* _Objective_: Count the lines of the records below that contain the string "reflection", treating uppercase and lowercase as different, and give only that number.

--- Start of Given information ---

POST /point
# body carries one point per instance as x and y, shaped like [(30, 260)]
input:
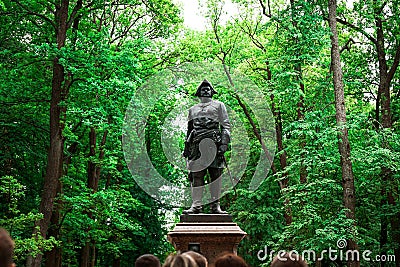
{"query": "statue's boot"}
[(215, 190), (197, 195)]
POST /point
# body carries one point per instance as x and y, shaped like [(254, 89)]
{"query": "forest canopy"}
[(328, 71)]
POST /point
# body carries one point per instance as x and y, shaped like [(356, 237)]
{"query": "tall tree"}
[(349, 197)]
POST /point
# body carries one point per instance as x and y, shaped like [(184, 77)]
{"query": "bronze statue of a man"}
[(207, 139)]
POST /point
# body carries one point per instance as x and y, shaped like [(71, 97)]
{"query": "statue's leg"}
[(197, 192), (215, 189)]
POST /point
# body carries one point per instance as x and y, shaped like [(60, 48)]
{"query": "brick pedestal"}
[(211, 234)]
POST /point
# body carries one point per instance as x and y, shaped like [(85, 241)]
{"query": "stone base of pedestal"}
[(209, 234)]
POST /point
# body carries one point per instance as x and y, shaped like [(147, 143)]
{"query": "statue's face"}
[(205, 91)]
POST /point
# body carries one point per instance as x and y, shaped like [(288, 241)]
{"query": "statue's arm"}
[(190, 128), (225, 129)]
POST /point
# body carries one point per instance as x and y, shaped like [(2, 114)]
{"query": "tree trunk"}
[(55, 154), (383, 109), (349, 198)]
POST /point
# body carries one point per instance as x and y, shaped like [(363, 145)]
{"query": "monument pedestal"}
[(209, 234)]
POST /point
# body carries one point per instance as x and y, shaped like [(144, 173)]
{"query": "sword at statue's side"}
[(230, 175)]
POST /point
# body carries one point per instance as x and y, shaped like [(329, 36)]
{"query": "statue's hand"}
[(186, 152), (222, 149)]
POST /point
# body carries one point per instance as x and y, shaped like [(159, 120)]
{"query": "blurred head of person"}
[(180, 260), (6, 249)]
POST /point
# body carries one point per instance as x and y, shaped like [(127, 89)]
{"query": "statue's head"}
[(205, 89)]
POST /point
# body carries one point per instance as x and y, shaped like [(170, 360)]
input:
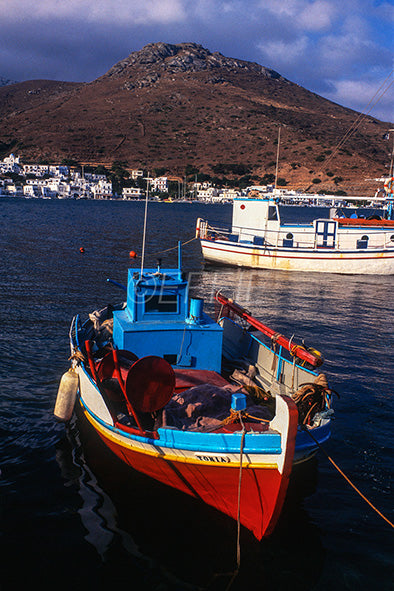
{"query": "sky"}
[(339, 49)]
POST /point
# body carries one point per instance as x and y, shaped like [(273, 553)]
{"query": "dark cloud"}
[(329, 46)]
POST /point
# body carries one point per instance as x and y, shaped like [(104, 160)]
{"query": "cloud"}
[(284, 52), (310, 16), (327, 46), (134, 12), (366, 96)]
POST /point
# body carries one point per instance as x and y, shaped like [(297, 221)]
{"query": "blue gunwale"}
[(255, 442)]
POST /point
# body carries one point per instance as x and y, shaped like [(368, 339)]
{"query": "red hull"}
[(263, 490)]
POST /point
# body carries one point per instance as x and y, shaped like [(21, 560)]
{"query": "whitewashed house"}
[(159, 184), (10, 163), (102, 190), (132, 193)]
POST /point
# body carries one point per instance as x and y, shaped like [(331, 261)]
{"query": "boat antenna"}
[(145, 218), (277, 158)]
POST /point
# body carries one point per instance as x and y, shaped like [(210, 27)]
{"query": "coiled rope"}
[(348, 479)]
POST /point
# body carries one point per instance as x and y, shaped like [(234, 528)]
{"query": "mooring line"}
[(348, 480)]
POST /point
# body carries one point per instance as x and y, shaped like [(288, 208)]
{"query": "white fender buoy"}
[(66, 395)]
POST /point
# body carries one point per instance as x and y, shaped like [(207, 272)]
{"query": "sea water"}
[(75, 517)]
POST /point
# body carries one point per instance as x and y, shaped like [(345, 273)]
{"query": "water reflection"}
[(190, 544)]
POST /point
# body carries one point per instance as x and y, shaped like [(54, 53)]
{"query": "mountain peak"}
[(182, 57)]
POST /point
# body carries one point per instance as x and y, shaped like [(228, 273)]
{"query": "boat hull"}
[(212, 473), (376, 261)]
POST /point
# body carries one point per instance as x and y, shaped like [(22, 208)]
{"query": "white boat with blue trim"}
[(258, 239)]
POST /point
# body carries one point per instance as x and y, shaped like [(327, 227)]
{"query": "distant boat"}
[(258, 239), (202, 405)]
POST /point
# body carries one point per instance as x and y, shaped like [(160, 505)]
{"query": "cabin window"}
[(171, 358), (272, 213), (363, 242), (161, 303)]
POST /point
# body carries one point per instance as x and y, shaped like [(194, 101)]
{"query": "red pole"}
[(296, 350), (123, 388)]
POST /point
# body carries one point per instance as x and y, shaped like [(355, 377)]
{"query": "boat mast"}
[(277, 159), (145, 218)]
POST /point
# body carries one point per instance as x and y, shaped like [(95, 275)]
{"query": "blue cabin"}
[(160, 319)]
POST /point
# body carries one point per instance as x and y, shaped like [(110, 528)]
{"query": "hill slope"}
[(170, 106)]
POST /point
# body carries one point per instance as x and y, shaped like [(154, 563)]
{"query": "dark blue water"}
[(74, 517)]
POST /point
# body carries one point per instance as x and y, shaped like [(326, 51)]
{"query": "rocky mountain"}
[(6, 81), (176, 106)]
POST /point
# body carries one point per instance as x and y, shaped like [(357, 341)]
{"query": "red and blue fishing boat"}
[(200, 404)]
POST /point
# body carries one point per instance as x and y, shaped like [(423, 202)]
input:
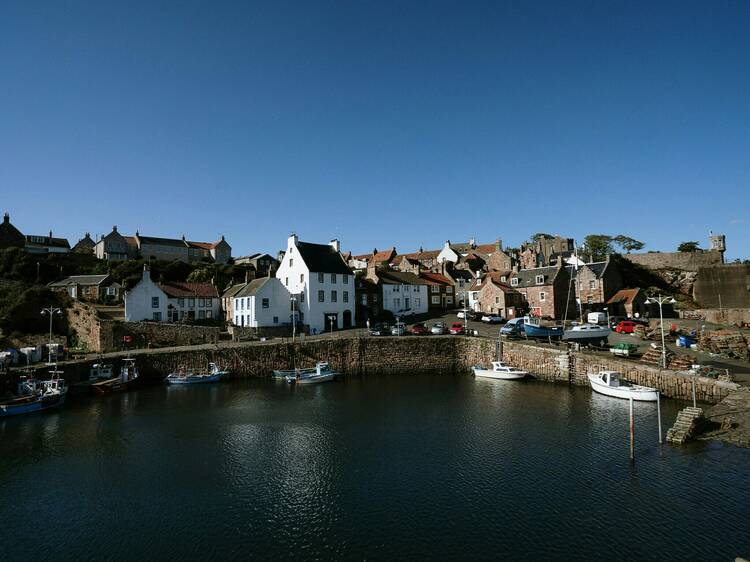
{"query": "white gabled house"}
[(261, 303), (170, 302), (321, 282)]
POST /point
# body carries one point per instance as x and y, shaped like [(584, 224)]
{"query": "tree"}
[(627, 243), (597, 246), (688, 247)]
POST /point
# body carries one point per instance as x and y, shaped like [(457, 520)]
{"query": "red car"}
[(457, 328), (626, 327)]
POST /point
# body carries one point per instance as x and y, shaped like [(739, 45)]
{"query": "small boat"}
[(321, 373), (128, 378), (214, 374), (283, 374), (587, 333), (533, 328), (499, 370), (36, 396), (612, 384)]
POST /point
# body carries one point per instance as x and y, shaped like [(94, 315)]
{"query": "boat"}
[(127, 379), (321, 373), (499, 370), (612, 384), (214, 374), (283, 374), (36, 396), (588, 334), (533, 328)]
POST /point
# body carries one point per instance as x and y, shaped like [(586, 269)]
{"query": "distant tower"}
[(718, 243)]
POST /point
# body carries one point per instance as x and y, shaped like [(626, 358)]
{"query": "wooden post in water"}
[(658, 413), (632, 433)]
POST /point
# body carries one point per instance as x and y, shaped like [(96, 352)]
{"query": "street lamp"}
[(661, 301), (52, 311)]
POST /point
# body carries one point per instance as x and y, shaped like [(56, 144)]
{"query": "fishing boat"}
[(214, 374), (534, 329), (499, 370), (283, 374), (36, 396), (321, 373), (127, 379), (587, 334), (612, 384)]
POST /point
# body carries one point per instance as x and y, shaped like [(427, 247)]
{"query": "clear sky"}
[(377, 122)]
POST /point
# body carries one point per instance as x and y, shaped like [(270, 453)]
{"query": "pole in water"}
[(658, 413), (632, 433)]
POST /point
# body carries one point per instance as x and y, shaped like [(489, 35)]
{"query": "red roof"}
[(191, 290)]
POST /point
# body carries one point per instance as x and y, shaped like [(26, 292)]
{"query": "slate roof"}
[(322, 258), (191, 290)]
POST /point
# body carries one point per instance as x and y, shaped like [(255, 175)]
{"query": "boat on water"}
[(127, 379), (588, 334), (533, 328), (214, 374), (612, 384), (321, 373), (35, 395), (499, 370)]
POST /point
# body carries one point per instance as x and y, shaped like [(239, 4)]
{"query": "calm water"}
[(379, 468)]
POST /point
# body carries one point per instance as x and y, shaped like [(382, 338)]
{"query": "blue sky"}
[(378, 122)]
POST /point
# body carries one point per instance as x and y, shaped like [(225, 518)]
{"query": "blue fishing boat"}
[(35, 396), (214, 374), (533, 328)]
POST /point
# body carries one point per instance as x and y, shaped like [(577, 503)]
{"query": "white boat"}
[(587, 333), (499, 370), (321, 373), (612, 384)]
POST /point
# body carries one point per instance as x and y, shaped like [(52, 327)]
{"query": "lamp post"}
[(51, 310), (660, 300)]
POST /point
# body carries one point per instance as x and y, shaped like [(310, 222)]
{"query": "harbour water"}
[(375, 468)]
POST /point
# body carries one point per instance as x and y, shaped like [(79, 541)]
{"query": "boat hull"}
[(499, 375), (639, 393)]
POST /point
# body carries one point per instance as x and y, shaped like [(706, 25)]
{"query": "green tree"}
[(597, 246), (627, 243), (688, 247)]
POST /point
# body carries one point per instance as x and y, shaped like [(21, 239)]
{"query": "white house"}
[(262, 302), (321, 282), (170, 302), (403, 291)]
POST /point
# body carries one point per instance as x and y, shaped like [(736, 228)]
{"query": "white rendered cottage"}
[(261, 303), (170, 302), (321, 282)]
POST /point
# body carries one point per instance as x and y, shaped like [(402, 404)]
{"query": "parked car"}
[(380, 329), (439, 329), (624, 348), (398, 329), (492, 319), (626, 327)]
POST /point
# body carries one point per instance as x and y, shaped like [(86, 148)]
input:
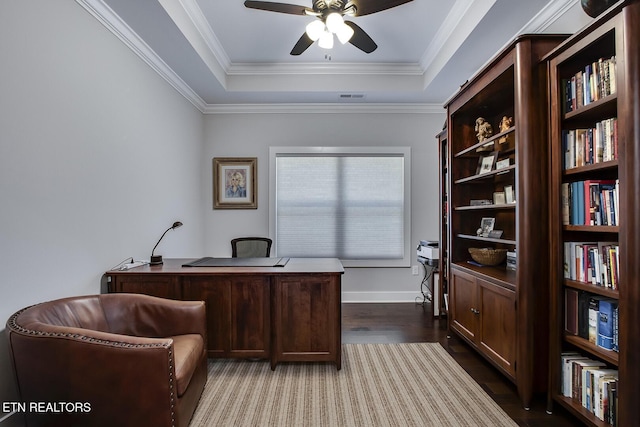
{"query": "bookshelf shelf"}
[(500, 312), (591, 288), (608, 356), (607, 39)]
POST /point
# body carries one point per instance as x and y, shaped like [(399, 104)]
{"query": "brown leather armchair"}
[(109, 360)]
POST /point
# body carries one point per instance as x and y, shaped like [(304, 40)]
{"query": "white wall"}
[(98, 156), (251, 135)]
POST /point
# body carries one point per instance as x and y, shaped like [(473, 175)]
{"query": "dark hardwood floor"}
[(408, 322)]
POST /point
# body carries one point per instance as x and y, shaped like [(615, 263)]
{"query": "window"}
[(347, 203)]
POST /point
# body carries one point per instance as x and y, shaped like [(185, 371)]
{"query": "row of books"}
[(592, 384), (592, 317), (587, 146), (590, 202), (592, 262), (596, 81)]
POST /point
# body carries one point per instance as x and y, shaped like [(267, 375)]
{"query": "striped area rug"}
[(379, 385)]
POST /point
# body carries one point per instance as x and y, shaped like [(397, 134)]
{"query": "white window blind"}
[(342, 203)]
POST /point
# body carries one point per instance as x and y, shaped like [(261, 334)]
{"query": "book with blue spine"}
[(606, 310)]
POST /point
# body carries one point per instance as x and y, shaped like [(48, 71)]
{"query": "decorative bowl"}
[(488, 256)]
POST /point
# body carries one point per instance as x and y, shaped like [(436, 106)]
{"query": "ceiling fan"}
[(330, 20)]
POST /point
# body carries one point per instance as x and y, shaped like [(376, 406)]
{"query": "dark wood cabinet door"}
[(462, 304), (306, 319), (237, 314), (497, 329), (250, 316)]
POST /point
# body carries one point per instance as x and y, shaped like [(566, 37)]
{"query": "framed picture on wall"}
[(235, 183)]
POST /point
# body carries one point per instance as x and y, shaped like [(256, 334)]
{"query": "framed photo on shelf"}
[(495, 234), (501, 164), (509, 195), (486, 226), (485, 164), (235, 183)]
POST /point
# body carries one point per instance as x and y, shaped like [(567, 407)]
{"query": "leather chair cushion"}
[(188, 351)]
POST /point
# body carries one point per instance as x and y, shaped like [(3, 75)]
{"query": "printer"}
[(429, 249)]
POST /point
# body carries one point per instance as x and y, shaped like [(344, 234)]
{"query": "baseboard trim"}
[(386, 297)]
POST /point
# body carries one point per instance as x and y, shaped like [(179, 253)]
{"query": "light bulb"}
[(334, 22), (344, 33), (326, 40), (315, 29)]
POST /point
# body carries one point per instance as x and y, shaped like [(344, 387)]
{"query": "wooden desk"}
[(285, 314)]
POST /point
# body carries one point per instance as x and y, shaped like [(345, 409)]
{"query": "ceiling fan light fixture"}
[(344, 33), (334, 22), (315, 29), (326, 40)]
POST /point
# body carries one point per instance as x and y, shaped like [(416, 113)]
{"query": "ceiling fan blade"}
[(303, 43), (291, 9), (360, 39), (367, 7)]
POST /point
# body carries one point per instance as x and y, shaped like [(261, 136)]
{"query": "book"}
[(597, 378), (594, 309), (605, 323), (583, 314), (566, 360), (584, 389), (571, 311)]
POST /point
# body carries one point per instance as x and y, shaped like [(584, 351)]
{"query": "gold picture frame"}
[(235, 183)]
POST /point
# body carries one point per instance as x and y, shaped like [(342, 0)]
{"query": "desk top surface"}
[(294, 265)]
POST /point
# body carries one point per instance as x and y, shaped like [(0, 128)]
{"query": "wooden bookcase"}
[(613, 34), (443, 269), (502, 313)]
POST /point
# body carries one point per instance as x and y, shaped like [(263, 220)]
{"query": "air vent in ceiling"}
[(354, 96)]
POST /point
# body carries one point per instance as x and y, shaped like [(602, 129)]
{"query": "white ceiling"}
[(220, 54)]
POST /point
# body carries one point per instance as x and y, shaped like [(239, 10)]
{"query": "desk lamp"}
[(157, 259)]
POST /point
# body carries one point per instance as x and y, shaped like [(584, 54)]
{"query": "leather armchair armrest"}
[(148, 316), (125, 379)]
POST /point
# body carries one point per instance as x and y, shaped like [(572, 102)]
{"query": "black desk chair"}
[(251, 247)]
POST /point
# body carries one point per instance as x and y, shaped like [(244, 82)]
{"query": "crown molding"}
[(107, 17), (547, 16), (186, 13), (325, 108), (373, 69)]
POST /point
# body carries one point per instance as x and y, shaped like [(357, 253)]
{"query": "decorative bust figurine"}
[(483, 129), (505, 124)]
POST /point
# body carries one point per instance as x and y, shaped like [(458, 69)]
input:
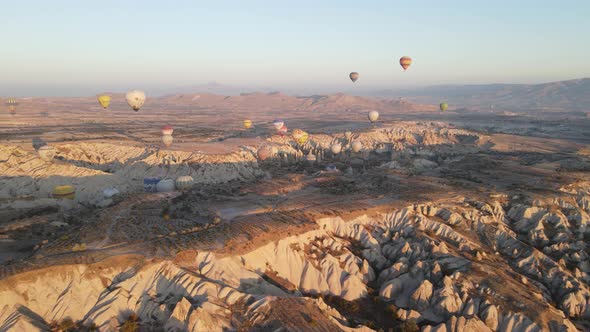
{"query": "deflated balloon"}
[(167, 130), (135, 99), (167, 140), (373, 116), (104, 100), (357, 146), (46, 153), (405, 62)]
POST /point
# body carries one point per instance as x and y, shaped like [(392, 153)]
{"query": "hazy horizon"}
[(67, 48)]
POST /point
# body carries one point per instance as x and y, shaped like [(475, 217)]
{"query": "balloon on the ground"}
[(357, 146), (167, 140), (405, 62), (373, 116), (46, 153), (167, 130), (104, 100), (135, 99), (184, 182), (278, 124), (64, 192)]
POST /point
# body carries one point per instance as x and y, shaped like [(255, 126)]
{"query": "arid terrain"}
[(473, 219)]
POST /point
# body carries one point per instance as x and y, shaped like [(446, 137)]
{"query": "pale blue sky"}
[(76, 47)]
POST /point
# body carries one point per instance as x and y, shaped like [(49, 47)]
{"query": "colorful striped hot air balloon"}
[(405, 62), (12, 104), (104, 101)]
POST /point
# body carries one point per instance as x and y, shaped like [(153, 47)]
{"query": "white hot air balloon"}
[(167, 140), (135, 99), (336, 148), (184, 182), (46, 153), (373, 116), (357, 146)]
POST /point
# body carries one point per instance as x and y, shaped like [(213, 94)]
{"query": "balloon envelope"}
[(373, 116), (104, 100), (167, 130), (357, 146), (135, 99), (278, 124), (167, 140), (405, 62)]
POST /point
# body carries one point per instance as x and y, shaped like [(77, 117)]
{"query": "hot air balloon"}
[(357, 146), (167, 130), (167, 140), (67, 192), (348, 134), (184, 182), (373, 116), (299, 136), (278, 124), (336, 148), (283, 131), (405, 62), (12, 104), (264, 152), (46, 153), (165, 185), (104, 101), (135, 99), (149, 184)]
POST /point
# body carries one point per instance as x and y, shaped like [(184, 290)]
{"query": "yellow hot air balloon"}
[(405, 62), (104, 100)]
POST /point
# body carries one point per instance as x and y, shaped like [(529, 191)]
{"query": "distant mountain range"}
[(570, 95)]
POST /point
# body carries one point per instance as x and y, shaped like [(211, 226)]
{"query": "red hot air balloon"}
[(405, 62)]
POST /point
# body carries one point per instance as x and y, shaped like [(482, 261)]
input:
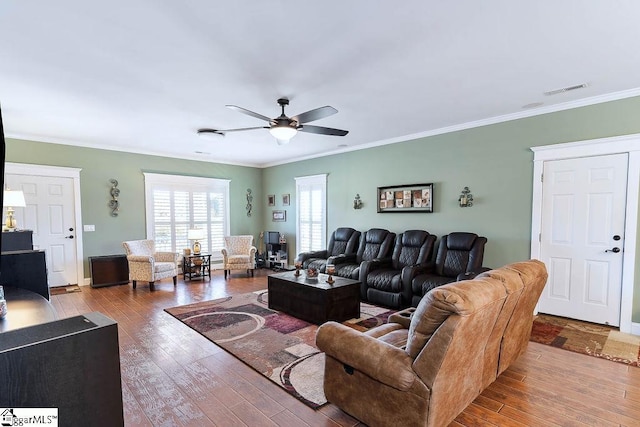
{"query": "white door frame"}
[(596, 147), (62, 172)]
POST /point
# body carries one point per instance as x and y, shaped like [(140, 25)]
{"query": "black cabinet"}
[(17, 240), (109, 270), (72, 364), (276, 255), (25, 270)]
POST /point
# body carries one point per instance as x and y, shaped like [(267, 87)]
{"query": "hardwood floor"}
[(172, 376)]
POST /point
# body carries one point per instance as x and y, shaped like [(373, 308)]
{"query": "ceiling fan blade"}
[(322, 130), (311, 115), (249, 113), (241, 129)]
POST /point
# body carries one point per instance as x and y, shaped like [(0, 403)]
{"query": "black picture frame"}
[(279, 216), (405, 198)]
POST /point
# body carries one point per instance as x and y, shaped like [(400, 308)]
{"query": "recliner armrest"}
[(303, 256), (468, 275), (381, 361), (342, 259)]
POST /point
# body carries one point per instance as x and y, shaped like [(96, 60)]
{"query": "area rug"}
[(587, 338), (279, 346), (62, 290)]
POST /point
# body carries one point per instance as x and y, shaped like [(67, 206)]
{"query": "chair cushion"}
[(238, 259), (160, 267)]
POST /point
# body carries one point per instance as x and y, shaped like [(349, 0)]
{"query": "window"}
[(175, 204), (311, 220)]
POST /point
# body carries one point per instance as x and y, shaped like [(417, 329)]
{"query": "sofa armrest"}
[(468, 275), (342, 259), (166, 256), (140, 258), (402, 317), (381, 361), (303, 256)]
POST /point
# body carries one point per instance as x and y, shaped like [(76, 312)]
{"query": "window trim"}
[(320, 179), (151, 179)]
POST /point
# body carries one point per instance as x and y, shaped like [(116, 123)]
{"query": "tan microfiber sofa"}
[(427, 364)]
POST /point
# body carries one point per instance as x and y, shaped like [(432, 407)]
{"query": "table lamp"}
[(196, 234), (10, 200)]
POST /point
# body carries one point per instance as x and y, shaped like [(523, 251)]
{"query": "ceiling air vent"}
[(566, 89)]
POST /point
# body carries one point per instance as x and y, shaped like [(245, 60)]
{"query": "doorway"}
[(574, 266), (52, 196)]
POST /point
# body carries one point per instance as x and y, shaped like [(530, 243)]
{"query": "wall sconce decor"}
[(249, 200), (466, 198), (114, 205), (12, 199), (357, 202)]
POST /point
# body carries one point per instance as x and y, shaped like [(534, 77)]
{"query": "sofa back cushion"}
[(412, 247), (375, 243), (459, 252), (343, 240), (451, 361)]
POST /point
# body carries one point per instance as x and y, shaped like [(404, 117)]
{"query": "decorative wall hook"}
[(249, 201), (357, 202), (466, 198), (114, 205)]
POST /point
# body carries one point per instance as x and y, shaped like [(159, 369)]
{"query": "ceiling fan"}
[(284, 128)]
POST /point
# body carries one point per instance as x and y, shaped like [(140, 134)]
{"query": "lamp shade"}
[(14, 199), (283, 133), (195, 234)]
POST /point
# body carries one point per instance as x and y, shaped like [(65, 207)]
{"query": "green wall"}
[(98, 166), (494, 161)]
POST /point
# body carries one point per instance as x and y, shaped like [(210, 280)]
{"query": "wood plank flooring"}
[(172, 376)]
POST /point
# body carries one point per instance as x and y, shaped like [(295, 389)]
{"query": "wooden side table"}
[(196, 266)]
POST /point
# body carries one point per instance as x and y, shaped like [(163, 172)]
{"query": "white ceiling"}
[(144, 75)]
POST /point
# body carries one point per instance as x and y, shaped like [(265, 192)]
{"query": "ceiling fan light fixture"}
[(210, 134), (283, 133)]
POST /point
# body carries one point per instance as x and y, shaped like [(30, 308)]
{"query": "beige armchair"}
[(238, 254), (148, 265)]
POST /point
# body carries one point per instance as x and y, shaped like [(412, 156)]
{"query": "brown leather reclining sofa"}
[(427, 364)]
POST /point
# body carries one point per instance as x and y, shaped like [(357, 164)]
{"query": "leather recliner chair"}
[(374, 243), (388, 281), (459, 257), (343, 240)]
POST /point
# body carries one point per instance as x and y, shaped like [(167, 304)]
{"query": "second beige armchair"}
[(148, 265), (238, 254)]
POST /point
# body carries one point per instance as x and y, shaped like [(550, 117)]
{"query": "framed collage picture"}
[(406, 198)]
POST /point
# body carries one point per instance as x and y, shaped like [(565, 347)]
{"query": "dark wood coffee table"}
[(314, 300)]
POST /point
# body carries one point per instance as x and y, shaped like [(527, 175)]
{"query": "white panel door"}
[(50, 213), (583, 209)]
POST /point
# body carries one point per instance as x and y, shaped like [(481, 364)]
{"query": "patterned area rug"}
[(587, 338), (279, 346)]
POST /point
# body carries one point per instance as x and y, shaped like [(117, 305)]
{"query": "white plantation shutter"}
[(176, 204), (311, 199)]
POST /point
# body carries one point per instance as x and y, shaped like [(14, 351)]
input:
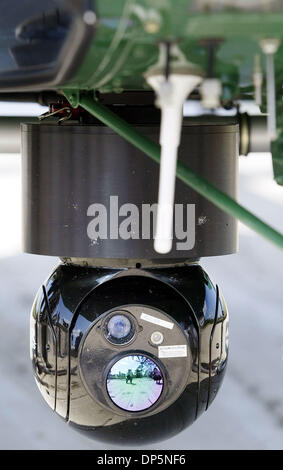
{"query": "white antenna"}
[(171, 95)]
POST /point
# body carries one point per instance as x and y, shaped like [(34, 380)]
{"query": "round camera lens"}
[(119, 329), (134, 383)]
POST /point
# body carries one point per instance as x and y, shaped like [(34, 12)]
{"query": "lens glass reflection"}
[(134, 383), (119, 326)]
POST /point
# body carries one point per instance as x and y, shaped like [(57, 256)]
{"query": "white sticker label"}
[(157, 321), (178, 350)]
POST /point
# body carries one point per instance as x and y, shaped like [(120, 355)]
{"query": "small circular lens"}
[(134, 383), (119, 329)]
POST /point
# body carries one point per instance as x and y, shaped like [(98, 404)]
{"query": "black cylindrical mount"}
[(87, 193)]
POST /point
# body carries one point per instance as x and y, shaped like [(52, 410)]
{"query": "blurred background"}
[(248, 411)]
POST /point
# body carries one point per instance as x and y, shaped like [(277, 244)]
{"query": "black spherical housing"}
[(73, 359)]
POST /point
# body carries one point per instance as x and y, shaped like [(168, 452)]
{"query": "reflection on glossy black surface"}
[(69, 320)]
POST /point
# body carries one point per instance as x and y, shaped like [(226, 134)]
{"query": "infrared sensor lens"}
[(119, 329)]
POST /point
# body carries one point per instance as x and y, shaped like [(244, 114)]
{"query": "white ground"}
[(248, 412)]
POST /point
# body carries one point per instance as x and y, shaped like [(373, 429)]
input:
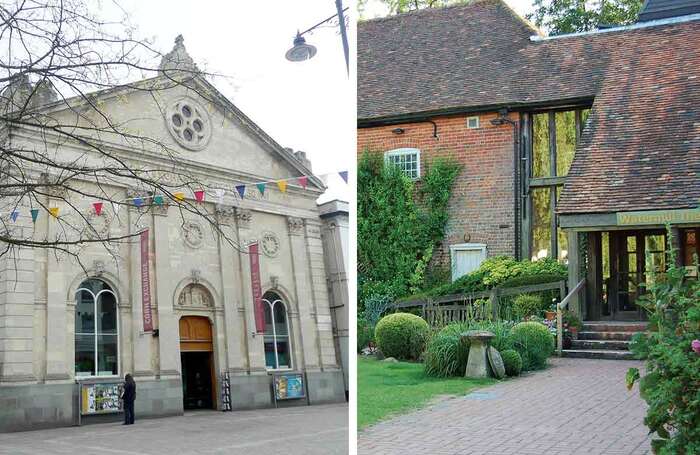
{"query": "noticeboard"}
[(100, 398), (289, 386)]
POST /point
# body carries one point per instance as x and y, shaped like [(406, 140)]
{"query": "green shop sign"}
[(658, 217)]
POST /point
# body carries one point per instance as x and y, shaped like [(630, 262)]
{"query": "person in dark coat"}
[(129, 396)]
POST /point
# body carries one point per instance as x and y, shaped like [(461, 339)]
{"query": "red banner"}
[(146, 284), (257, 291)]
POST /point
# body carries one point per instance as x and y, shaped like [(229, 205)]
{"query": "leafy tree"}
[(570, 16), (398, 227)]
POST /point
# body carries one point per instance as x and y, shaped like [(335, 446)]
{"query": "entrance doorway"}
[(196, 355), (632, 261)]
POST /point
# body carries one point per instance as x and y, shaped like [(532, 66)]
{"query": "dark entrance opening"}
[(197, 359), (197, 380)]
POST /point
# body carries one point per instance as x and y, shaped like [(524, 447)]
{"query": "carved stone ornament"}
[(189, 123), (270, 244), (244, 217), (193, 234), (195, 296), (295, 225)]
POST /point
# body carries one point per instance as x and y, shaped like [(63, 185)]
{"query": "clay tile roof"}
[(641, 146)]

--- End of Given information ---

* _Exercise result_: 3